__WORK REQUIRED__
Turn every line of the records below into a numbered list, omitting blank lines. Leave the pictures out of your answer.

— Start RECORDS SUPPLIED —

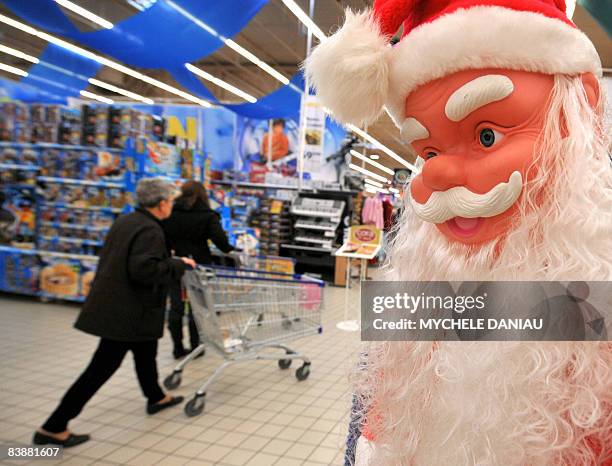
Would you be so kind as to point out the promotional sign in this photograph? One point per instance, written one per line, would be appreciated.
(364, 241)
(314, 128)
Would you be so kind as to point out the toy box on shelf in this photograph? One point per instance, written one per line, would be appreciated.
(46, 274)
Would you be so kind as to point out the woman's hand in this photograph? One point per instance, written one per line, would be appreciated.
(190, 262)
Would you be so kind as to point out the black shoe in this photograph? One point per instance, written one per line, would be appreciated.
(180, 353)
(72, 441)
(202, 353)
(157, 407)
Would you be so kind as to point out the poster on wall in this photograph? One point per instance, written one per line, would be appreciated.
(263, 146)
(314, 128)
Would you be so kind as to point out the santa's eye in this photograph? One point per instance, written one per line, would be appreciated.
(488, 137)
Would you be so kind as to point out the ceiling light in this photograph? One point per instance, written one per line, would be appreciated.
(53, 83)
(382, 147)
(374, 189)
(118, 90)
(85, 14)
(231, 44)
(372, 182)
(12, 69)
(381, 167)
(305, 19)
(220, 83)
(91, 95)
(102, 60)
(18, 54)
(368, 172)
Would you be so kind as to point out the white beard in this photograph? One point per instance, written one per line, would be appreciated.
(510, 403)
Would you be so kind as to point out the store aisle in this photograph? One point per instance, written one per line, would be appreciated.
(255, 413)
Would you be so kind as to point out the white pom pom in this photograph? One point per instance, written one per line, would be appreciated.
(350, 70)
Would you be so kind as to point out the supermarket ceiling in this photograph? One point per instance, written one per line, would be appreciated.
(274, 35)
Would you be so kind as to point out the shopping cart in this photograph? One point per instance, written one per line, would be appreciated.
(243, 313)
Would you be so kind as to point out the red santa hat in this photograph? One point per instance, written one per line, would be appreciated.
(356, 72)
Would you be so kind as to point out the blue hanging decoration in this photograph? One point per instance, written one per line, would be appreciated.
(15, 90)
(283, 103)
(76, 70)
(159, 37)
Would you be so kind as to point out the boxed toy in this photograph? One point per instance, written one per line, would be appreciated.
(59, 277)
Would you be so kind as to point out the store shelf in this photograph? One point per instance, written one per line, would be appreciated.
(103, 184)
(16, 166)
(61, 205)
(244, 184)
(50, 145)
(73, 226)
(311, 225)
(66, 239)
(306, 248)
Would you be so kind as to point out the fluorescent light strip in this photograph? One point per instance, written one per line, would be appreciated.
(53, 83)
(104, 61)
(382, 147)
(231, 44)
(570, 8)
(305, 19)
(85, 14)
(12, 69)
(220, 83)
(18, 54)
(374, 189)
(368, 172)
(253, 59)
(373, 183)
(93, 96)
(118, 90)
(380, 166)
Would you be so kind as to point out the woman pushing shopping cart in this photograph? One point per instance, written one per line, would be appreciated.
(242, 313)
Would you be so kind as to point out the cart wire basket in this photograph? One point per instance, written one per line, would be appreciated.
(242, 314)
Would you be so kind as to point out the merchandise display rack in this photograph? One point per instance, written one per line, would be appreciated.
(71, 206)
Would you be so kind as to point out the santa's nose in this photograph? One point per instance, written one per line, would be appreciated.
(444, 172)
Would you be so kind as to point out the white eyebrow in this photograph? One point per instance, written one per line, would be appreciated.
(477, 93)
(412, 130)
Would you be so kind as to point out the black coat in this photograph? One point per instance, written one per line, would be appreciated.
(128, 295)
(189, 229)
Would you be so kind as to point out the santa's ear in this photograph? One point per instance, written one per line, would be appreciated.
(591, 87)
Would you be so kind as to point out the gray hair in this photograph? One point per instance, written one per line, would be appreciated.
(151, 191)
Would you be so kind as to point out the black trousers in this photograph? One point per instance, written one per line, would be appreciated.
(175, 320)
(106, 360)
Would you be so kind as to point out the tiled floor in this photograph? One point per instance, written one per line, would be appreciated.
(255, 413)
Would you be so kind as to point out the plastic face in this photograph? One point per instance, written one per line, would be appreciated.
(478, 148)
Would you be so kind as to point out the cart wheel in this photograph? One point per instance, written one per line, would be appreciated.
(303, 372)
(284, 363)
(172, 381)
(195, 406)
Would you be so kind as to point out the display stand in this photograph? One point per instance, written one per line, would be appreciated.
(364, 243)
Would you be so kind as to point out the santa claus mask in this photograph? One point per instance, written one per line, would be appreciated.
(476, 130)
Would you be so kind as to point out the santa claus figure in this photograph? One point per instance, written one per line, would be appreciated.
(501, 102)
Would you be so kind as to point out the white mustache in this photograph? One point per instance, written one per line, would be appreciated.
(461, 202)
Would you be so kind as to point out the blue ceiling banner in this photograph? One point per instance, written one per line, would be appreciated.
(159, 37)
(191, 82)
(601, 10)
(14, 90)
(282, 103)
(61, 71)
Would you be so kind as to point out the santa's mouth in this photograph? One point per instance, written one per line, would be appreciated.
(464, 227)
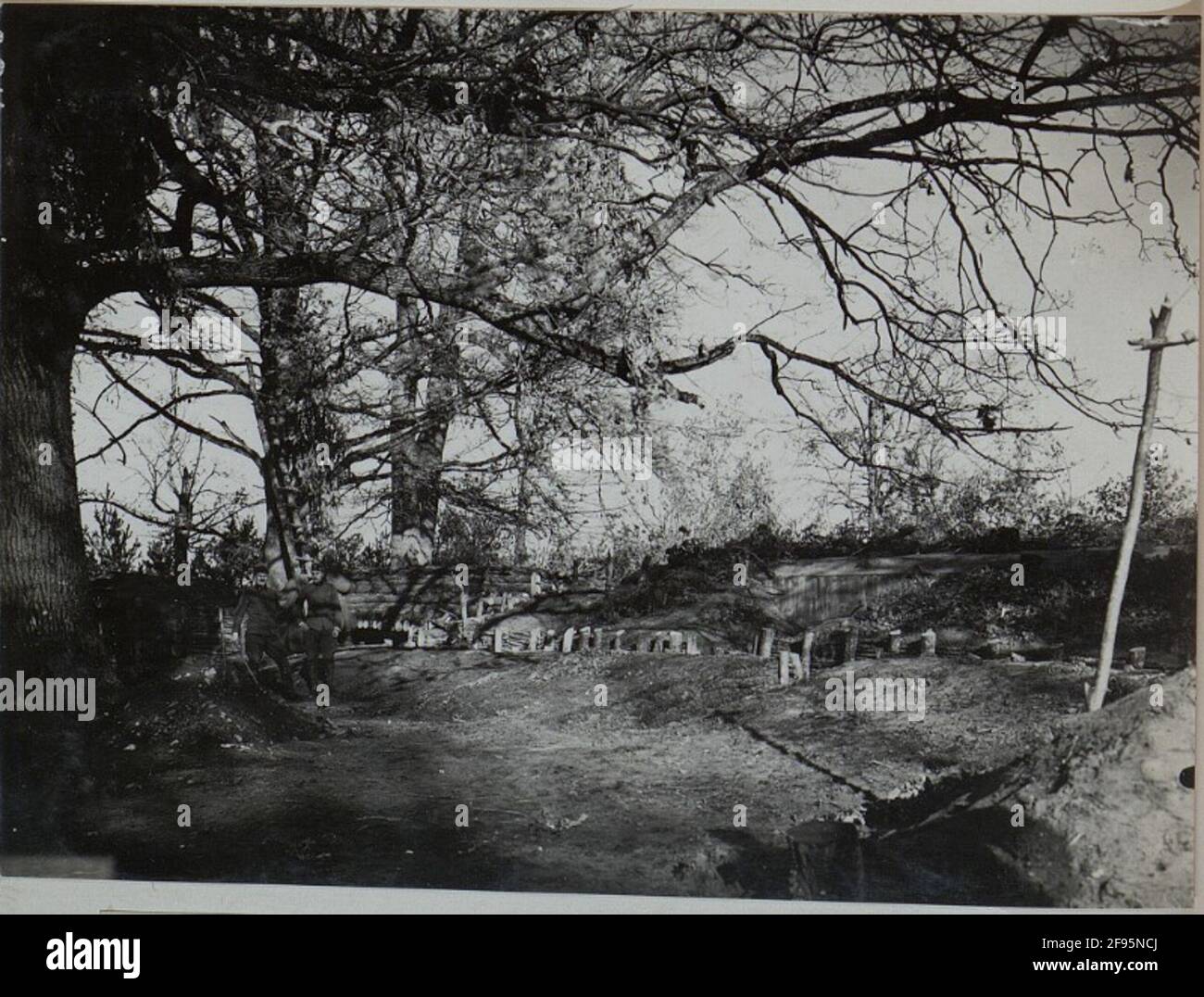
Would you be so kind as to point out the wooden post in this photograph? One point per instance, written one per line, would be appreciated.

— End RECORDS SUPPLIED —

__ANSWER TO THE TASK__
1. Would you be so kind as to point out the promotional sign in this photograph? One point per instance, written one per line, would be appreciated.
2. (364, 241)
3. (314, 128)
4. Would you be so kind as to point out the toy box on shelf in this photograph? One point per instance, written one per line, would be appreciated.
5. (46, 274)
6. Would you be so kind as to point out the woman's hand in this photograph? One point per instance, written one per line, would be appreciated.
7. (190, 262)
8. Would you be so kind as to point out the black shoe in this photograph? One point per instance, written one per line, would be appreciated.
9. (180, 353)
10. (72, 441)
11. (202, 353)
12. (157, 407)
13. Would you be so kind as to point out the poster on wall in this photograph? One point per instance, written one per line, would be appreciated.
14. (263, 146)
15. (314, 128)
16. Would you be so kind as to point out the santa's eye in this photograph? One point per instance, written one per line, would be appreciated.
17. (488, 137)
18. Would you be so kind as to point out the ceiling light in this photograph? One point per instance, written one per line, would be appreciated.
19. (53, 83)
20. (382, 147)
21. (374, 189)
22. (118, 90)
23. (85, 14)
24. (231, 44)
25. (372, 182)
26. (12, 69)
27. (381, 167)
28. (305, 19)
29. (220, 83)
30. (91, 95)
31. (102, 60)
32. (18, 54)
33. (368, 172)
34. Would you be so kind as to point out the white beard in this photograph? One point per instance, written one per line, would be appreciated.
35. (510, 403)
36. Would you be so kind as to point out the store aisle in this photograph? One point per instance, written one per line, would be appreciated.
37. (255, 413)
38. Would you be so kind as to point out the white pom pom in this photograph? One point per instance, written one per line, would be appreciated.
39. (350, 70)
40. Would you be so kind as to point out the supermarket ceiling in this photograph? One point per instance, written one per line, would be appreciated.
41. (274, 35)
42. Would you be so kind as to point out the shopping cart in this photograph? One point per instance, written one per line, would be appreciated.
43. (243, 313)
44. Would you be so kind as to point out the red santa hat in this photograph? One point per instance, written one per line, would be appreciated.
45. (356, 72)
46. Would you be so kind as to point out the blue hanging decoration in this photograph? One point per instance, written one per line, would be appreciated.
47. (15, 90)
48. (283, 103)
49. (76, 70)
50. (159, 37)
51. Would you be so kind as to point out the boxed toy in this photograph? One point per instance, written one per line, would be appreciated.
52. (59, 277)
53. Would you be so kind as to point out the store shelf in this photograph? One point per instance, written one per line, would be appreciated.
54. (103, 184)
55. (16, 166)
56. (61, 205)
57. (244, 184)
58. (50, 145)
59. (73, 226)
60. (311, 225)
61. (66, 239)
62. (306, 248)
63. Would you be so kind as to point out the fluorescent light strip in this photograph? One point per instance, written one per line, would be appreciated.
64. (53, 83)
65. (104, 61)
66. (382, 147)
67. (231, 44)
68. (570, 8)
69. (305, 19)
70. (85, 14)
71. (12, 69)
72. (220, 83)
73. (18, 54)
74. (374, 189)
75. (368, 172)
76. (253, 59)
77. (373, 183)
78. (93, 96)
79. (118, 90)
80. (380, 166)
81. Would you be so kind as to point out the woman pushing shopping cart in this photograph? One point per instance, written one per line, would be appreciated.
82. (242, 313)
83. Would you be so kind as to point out the cart wire basket in this photograph? One point per instance, written one per line, would be appreciated.
84. (242, 314)
85. Would you be so kind as to point out the merchandise display rack in this photograph? One point per instance, written one per line, would be appreciated.
86. (71, 206)
87. Would you be so kind as to point out the santa's nose in this photograph? One point per instance, written one per line, would be appreciated.
88. (444, 172)
89. Would you be so kind as to point out the white eyebrow in this photograph? One point per instance, written one per line, would be appreciated.
90. (477, 93)
91. (412, 130)
92. Would you be so kind as to point out the black coat in this photograph? One point per instance, written one per line, would be appreciated.
93. (128, 295)
94. (189, 229)
95. Would you be so kind as to point out the santa's ear in this photograph? One point per instance, written one per line, would be appreciated.
96. (591, 87)
97. Would you be so kind as to point out the gray hair in this photograph? One point per instance, written one per line, would be appreciated.
98. (151, 191)
99. Would you be so kind as to point out the black trousers in this photograph? One point per instance, written one per line, would be appreciated.
100. (175, 320)
101. (106, 360)
102. Would you be so kind as to point out the tiled floor in this photograph? One point per instance, written one per line, would be appreciated.
103. (255, 413)
104. Would you be so kind as to point out the plastic face in this photograph? One point per instance, written one per line, would be appreciated.
105. (478, 148)
106. Would you be so kind as to point out the cart wheel in this photograph? One point per instance, written one per line, would be appreciated.
107. (303, 372)
108. (284, 363)
109. (172, 381)
110. (195, 406)
111. Would you be so kind as to point out the display stand in this photograph? One point per instance, written one per line, would be appreciated.
112. (364, 243)
113. Would you be so kind as to point out the santa claus mask in this photograph? One point per instance, written one per line, would be appreciated.
114. (476, 130)
115. Would you be so kind as to point out the santa claus figure in this photograph? One point per instance, written one per line, would be appreciated.
116. (501, 102)
117. Would you be so kind as to point out the white mustache in this photograph? One point per instance, written one per line, would be appreciated.
118. (461, 202)
119. Would you be so kind as to point out the blue ceiling banner in this photograph? One point per instance, written one per line, would be appreciated.
120. (159, 37)
121. (191, 82)
122. (601, 10)
123. (14, 90)
124. (282, 103)
125. (61, 71)
126. Would you be so kind as to point out the santa's mouth in this photograph? One point per instance, written one per line, would be appreciated.
127. (464, 227)
128. Would you be so kind as to point out the wooden post in this photograph? One point per instance, written one per line, would be appreciated.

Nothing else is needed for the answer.